## Page text
________
Seattle youth provide relief efforts in the Philippines

By Marino Saito
Northwest Asian Weekly

Precious Butiu (Photo courtesy of Bayanihan Alay sa Sambayanan)

Typhoon Haiyan, one of the strongest storms on record to make landfall, battered the Philippines on Nov. 8. At least 6,100 people in the central Philippines were killed, and another 1,700 are registered as missing.

Two Seattle residents recently returned from Tacloban, an area in the Philippines devastated by Typhoon Haiyan, where they joined relief efforts last November. Precious Butiu of the Seattle-based Filipina women’s organization Pinay sa Seattle, along with visual and spoken word artist Henry Luke, joined one of the first relief efforts by Bayanihan Alay sa Sambayanan (BALSA), a Philippine-based national grassroots alliance, to reach Tacloban with more than 2,000 aid packs and donations. BALSA launched its first relief mission on Nov. 21.

“I wanted to see not only the terrible devastation, but also the inspiring grassroots relief effort organized by Bayan and other mass organizations in order to report back to Seattle with firsthand experience,” Luke said.

Butiu and Luke traveled by van for a day and a half — more than 600 miles over land and water — from Manila to Tacloban. They finally arrived on Nov. 23, along with several other volunteers affiliated with Bayan National, to distribute relief packs and document the effort with photos and videos.

“I was particularly moved by the highly orchestrated and organized efforts to bring relief goods to the people,” Butiu said. “Also, I was shocked at the ongoing devastation, as we drove into the area. There were more people waiting in line than I anticipated, and many people came up to me, even though they didn’t have a voucher.” At that time, 2,000 vouchers were handed out to people who wanted a relief pack, which contained five kilos of rice, canned food, bottled water, cooking oil, biscuits, and mung beans.

The experience was educational to the young volunteers. “Being there, I was able to see firsthand how grassroots organizing through disaster relief actually works. It was an honor to be a part of the relief efforts in the Philippines,” Butiu said.
________
## Data listing
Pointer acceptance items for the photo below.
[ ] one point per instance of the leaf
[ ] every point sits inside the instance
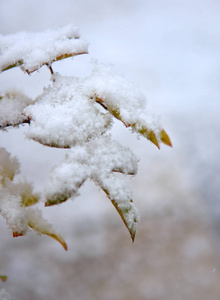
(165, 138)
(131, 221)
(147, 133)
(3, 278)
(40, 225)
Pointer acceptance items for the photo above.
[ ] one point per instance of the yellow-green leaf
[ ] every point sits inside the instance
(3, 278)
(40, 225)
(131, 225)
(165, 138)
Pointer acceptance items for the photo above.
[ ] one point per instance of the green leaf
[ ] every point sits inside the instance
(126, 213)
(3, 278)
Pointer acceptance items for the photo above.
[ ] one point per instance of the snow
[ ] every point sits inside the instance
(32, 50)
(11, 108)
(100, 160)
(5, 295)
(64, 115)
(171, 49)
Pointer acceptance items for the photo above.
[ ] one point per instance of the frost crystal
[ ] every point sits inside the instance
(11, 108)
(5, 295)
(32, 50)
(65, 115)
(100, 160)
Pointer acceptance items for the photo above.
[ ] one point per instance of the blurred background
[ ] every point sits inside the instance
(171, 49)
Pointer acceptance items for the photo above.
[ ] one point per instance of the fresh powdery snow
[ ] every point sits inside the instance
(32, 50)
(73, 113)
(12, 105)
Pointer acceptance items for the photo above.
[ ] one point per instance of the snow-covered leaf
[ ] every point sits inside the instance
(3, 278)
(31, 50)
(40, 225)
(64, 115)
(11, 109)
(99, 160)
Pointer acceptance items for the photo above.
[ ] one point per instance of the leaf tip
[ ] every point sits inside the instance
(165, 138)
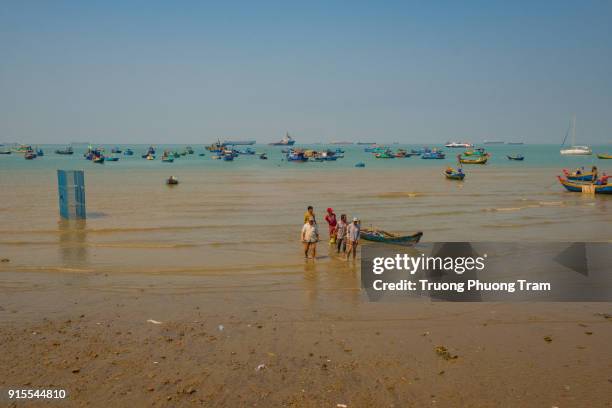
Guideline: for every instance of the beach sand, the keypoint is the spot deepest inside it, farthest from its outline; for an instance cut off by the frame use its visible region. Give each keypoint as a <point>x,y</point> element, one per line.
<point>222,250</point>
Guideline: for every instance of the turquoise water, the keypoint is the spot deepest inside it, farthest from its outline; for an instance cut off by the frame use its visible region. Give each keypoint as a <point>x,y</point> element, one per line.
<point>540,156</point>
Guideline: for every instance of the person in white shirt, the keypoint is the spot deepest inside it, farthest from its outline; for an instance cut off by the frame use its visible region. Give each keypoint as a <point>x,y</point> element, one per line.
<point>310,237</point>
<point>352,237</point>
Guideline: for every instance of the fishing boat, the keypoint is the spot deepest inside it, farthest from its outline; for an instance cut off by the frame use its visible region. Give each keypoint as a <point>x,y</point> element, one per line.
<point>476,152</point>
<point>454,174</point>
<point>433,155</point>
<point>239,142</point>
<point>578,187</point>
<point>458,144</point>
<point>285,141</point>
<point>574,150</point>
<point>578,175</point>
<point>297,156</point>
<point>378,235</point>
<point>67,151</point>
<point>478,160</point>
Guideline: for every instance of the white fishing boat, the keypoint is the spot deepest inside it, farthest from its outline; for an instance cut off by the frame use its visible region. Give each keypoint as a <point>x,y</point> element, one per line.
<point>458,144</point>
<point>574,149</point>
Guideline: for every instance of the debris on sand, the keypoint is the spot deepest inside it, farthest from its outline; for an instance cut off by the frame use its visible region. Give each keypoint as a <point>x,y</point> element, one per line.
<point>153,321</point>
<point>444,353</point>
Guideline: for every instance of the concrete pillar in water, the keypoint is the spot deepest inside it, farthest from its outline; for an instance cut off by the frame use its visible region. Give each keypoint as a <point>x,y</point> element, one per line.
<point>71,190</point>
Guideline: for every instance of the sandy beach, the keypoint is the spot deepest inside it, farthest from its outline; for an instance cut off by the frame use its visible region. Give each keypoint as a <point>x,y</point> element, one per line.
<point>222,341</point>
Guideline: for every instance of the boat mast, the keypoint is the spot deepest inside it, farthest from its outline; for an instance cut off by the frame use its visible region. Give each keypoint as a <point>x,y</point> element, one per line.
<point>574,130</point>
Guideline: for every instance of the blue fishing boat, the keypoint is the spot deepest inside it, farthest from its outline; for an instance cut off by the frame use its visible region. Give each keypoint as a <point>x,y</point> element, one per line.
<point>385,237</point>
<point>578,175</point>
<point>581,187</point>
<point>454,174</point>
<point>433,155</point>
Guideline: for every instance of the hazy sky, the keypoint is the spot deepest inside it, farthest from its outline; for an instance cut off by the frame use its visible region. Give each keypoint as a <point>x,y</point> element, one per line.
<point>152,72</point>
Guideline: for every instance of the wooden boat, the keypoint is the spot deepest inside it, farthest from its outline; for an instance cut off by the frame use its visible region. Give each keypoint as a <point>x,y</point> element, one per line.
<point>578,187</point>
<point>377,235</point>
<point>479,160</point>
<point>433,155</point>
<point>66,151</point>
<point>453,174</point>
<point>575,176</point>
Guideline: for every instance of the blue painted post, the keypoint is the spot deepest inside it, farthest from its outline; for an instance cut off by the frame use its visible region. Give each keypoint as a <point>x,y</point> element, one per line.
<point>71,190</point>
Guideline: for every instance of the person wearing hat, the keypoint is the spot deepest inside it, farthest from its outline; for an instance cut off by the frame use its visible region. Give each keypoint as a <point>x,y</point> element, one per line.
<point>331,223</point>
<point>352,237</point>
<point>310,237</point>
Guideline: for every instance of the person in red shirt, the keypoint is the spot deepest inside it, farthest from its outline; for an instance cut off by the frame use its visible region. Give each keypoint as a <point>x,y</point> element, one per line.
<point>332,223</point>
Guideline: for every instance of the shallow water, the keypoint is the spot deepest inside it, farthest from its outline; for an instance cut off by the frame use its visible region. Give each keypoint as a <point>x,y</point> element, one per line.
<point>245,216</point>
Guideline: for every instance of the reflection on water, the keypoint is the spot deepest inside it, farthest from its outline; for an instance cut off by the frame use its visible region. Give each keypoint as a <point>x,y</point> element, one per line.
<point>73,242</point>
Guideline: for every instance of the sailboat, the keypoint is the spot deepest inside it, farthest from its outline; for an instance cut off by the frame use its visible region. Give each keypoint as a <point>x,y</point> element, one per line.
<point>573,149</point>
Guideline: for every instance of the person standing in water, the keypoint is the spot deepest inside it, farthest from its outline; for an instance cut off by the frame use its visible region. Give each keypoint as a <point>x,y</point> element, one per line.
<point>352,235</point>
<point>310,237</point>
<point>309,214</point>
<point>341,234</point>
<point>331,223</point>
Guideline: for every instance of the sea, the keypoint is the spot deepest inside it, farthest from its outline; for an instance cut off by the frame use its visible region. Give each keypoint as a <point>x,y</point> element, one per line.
________
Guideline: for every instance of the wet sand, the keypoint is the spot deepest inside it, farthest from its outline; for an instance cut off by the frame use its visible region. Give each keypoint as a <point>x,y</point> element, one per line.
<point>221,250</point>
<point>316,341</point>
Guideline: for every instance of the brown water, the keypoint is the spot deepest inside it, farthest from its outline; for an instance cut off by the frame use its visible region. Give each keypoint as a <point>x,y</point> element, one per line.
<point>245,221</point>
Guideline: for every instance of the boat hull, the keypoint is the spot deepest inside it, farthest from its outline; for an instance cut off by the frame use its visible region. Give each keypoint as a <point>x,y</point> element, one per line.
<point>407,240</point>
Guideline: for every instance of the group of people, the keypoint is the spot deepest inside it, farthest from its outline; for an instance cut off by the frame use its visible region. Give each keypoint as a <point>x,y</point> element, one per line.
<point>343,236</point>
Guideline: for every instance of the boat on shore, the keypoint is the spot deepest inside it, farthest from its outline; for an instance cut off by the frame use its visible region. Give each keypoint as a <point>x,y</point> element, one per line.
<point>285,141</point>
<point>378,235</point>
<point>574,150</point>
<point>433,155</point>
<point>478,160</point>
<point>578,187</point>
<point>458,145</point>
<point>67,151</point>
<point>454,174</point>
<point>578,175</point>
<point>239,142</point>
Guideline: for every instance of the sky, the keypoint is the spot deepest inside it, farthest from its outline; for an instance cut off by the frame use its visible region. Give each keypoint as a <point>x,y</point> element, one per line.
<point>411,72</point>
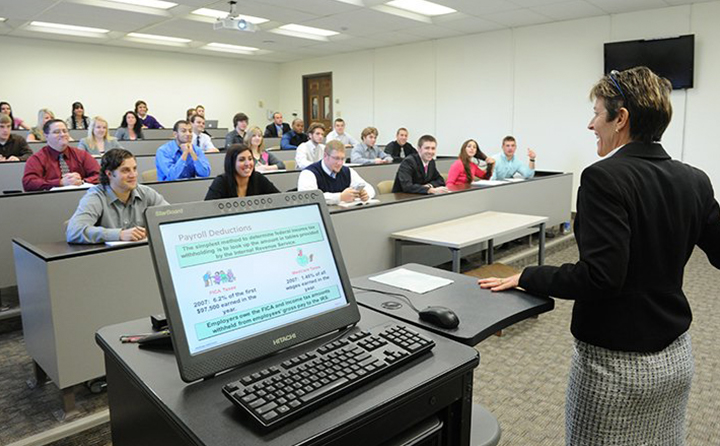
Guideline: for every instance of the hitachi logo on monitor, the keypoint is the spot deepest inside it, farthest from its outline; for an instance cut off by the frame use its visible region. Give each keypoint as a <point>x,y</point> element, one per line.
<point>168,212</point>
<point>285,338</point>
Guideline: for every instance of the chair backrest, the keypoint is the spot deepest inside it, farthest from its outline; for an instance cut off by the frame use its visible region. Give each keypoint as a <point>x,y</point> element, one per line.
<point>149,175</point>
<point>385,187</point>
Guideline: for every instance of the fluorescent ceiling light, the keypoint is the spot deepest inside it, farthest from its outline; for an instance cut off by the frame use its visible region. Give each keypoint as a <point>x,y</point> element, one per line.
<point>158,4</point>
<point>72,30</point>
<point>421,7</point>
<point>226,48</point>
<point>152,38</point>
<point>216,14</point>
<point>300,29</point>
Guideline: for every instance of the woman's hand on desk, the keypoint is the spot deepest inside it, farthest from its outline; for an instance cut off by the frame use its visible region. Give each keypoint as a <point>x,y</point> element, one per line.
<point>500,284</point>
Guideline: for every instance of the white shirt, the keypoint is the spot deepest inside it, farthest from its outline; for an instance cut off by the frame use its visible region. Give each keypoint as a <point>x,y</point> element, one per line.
________
## Questions to answer
(1) From the typhoon relief article, copy verbatim the part that opens with the words containing "Precious Butiu (Photo" and closes with "on Nov. 21.".
(2) According to the typhoon relief article, what did each relief pack contain?

## Task solutions
(1)
Precious Butiu (Photo courtesy of Bayanihan Alay sa Sambayanan)

Typhoon Haiyan, one of the strongest storms on record to make landfall, battered the Philippines on Nov. 8. At least 6,100 people in the central Philippines were killed, and another 1,700 are registered as missing.

Two Seattle residents recently returned from Tacloban, an area in the Philippines devastated by Typhoon Haiyan, where they joined relief efforts last November. Precious Butiu of the Seattle-based Filipina women’s organization Pinay sa Seattle, along with visual and spoken word artist Henry Luke, joined one of the first relief efforts by Bayanihan Alay sa Sambayanan (BALSA), a Philippine-based national grassroots alliance, to reach Tacloban with more than 2,000 aid packs and donations. BALSA launched its first relief mission on Nov. 21.

(2)
- five kilos of rice
- canned food
- bottled water
- cooking oil
- biscuits
- mung beans